EXERCISE OBJECTIVE:
Reproduce all of the following records word for word, leaving out the pictures.

EXTRACTED MATERIAL:
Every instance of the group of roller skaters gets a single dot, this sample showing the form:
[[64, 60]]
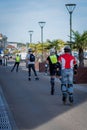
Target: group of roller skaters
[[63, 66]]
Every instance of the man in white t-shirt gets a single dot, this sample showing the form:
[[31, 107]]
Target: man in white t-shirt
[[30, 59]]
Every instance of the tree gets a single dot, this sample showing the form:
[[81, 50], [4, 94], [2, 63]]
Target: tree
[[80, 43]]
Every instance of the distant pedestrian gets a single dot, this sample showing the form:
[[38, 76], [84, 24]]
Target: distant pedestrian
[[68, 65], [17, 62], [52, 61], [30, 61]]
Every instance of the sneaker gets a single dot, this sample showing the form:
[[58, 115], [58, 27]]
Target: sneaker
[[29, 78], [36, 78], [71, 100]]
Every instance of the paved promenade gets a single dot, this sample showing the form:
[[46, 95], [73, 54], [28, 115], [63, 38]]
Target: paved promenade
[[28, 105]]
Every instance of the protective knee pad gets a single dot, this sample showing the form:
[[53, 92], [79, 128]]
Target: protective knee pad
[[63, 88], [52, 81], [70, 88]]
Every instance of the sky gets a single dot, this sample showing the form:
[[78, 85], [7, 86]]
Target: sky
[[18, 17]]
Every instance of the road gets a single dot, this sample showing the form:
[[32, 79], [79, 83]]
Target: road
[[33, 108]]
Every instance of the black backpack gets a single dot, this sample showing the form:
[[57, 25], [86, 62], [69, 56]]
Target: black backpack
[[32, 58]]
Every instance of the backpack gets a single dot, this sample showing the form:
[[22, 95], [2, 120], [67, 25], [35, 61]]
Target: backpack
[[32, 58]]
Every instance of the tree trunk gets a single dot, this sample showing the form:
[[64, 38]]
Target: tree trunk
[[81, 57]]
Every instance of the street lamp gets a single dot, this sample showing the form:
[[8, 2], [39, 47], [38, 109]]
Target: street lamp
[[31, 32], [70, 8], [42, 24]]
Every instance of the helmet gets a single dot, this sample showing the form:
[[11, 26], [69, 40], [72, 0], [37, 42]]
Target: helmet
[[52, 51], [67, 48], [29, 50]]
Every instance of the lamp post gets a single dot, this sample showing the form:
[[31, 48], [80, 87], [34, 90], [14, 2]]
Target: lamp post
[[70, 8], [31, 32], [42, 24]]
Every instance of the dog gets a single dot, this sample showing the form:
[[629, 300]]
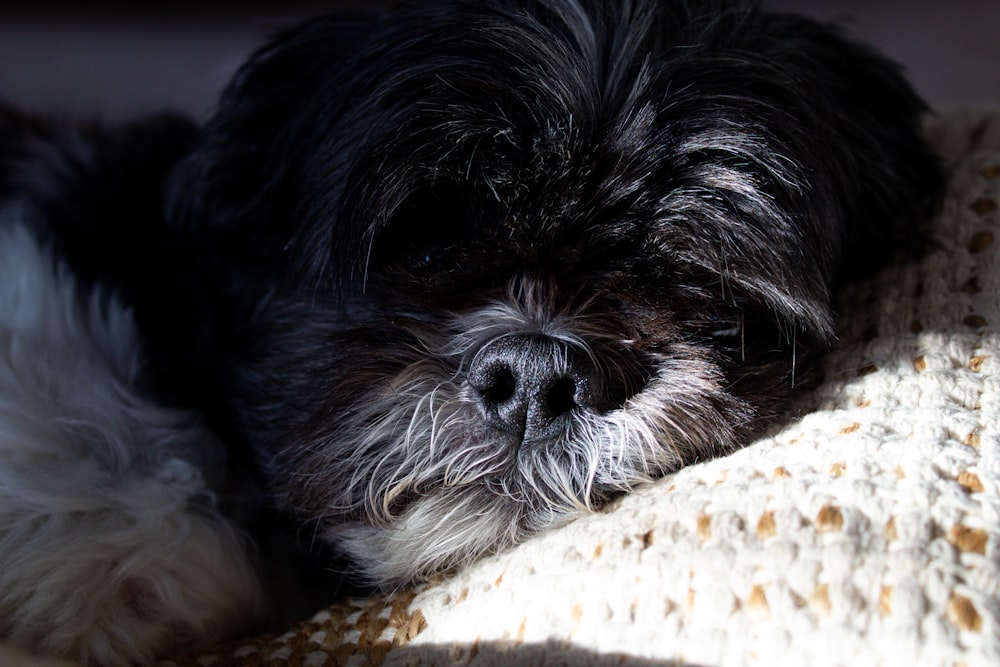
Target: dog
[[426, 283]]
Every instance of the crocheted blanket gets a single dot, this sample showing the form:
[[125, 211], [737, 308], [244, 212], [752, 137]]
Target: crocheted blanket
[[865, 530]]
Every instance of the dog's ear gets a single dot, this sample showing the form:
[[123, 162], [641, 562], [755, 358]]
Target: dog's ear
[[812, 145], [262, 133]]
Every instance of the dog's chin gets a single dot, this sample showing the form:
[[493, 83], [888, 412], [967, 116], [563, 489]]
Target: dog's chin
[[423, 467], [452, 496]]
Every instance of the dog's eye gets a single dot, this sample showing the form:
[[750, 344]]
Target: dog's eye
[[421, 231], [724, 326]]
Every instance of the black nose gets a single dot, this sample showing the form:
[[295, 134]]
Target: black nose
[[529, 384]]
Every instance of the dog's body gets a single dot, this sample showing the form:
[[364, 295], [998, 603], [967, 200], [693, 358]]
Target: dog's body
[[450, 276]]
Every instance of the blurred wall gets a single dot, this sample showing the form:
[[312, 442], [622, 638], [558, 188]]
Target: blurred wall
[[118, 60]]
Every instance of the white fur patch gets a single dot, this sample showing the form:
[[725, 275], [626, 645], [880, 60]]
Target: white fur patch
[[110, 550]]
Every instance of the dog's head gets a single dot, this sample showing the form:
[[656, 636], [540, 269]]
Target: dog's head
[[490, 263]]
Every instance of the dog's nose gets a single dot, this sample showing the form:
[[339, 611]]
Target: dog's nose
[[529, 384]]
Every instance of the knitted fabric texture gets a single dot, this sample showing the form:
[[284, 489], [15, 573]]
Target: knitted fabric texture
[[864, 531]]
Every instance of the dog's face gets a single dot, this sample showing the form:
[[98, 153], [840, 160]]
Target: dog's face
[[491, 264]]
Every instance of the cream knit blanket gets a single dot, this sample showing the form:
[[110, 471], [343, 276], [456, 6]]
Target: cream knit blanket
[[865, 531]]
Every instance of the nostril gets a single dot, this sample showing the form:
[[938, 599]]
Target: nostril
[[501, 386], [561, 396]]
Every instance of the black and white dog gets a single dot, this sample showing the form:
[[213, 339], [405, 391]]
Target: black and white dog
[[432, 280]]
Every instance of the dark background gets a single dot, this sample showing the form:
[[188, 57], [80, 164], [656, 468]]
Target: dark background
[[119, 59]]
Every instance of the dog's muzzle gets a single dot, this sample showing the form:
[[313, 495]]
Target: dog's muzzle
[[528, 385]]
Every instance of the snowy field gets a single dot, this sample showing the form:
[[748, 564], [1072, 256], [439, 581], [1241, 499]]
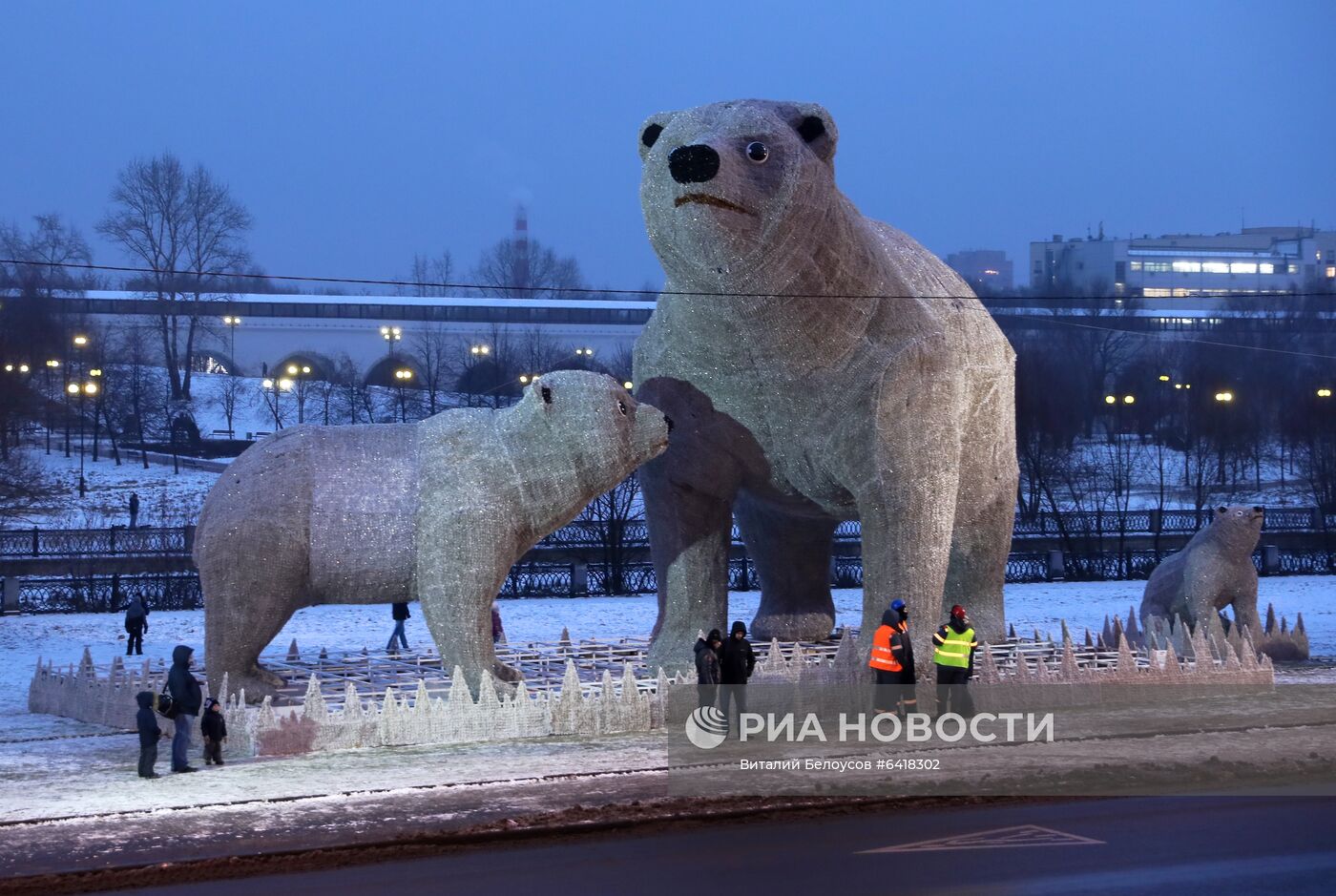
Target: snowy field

CORRECT RESULT:
Every instance of the group of roller skaters gets a single dot, this sample showing the form:
[[64, 60]]
Target: group of roller skaters
[[63, 66]]
Every instance of the man in white t-shirt gets a single dot, this sample showing the form:
[[31, 107]]
Target: man in white t-shirt
[[30, 59]]
Every instance of the tree gets a single dot, this sample showing the form:
[[81, 50], [4, 94], [2, 63]]
Target: tree
[[80, 43]]
Every instance of the distant pedestrian gets a single dot, this sample showing the form:
[[38, 76], [84, 24]]
Target: distant pedestrian
[[68, 65], [17, 62], [52, 61], [30, 61]]
Every instance of the sneaker gets a single dot, this sample showing the form:
[[58, 115], [58, 27]]
Target: sneaker
[[29, 78], [36, 78], [71, 100]]
Every instance of the paved promenade gets a single dot, this sample showing the form:
[[46, 95], [73, 54], [28, 115], [63, 38]]
Target: paved promenade
[[28, 105]]
Every instance of the protective knee pad gets a single dot, this sample showing the form:
[[53, 92], [79, 128]]
Target: protective knee pad
[[63, 88], [52, 81], [70, 88]]
Every instance of the sky gets a single dot, this sample showing the form:
[[78, 85], [7, 86]]
Target: sky
[[18, 17]]
Every instance of the road gets a single dot, this sample showing the form:
[[32, 79], [79, 83]]
Target: road
[[33, 108]]
Every instance of the black backpack gets a single dot, this sample showing the form:
[[57, 25], [86, 62], [69, 56]]
Target: black backpack
[[32, 58]]
Every instance of the backpack gets a single dot, this sample showing the form:
[[22, 95], [2, 120], [67, 25], [35, 61]]
Target: backpack
[[32, 58]]
Every instance of the tree trunk gets a single dot, this sample showing the form:
[[64, 38]]
Target: tree trunk
[[81, 57]]
Every instance of the street lamp gets a single dot, this sample showing the form:
[[8, 2], [39, 47], [38, 109]]
Target: street lamp
[[31, 32], [70, 8], [42, 24]]
Every instance of the helmet gets a single dot, this sample showing the form:
[[11, 26], [69, 40], [72, 0], [37, 42]]
Target: helmet
[[52, 51], [67, 48], [29, 50]]
Every instance of the lamp post gets a single dot, this sample showing the form:
[[31, 48], [80, 87], [34, 90], [14, 2]]
Target: lamp post
[[70, 8], [31, 32], [42, 24]]
Every instance of the dog gets a single dot, this sample showing the form:
[[629, 300]]
Target: dog
[[426, 283]]
Every instance of the crocheted blanket gets a single dot, this sample showing the form:
[[125, 211], [737, 308], [244, 212], [752, 137]]
Target: crocheted blanket
[[865, 530]]
Every instance of the dog's ear gets a single dot, this sample showing the form:
[[123, 162], [641, 562], [755, 358]]
Target: dog's ear
[[812, 145], [262, 133]]
Every instance of the dog's chin gets a single dot, this sample showing the form:
[[493, 83], [888, 412], [967, 116], [563, 489]]
Target: dog's chin
[[423, 467], [452, 496]]
Every instance of the dog's eye gets a single dot, this sample showing the form:
[[750, 344]]
Target: dog's eye
[[421, 231], [724, 326]]
Every instance of the black nose gets a single dot, this sample showing the form:
[[295, 134]]
Target: black nose
[[529, 384]]
Every instance of the dog's body gets a single dot, this sample showing the form:
[[364, 295], [998, 603], [967, 200], [693, 358]]
Target: dog's body
[[450, 276]]
Every instance of the blurred wall gets a single dot, this sample showing the form:
[[312, 442], [622, 638], [558, 188]]
Target: blurred wall
[[118, 60]]
Every instance of the white fur patch gets a single dot, this sample showing the form:
[[725, 275], [626, 645], [880, 60]]
Target: white fur patch
[[110, 550]]
Every instance of the dog's head gets a single dot, this sample showing the form:
[[656, 636], [540, 269]]
Target: dog's head
[[490, 263]]
Every instance of the dog's nose gets a single dot, this sample showing the form:
[[339, 611]]
Target: dog's nose
[[529, 384]]
Every instance of the knitted fabric texture gets a single dot, this sample showing the form:
[[284, 489], [15, 573]]
Target: knitted fabric texture
[[864, 531]]
Every instance of the dog's face gets a single dot, this sample showing the form:
[[98, 153], [840, 160]]
Target: dog's face
[[491, 264]]
Every instance of the cream knit blanket gets a single dot, this sample showing the form:
[[110, 471], [343, 276], [456, 6]]
Target: cream knit blanket
[[865, 531]]
Every instance of the nostril gets a single dot, this sample showing the form:
[[938, 599]]
Target: nostril
[[501, 386], [561, 396]]
Every instance of the black and white dog gets a single dot, this sample showing the form:
[[213, 339], [405, 391]]
Target: black and white dog
[[432, 280]]
Every instance of the dark background gets a single dot, this sample showing the form:
[[188, 57], [80, 164], [656, 468]]
Target: dark background
[[119, 59]]
Every instance of the dog's muzzle gets a single dot, this sample showing the form:
[[313, 495]]
Target: dog's muzzle
[[528, 385]]
Every instance of the snowy field gets a single dot, this sample showing the form:
[[748, 564], [1072, 256], [439, 581], [1241, 499]]
Target: snowy field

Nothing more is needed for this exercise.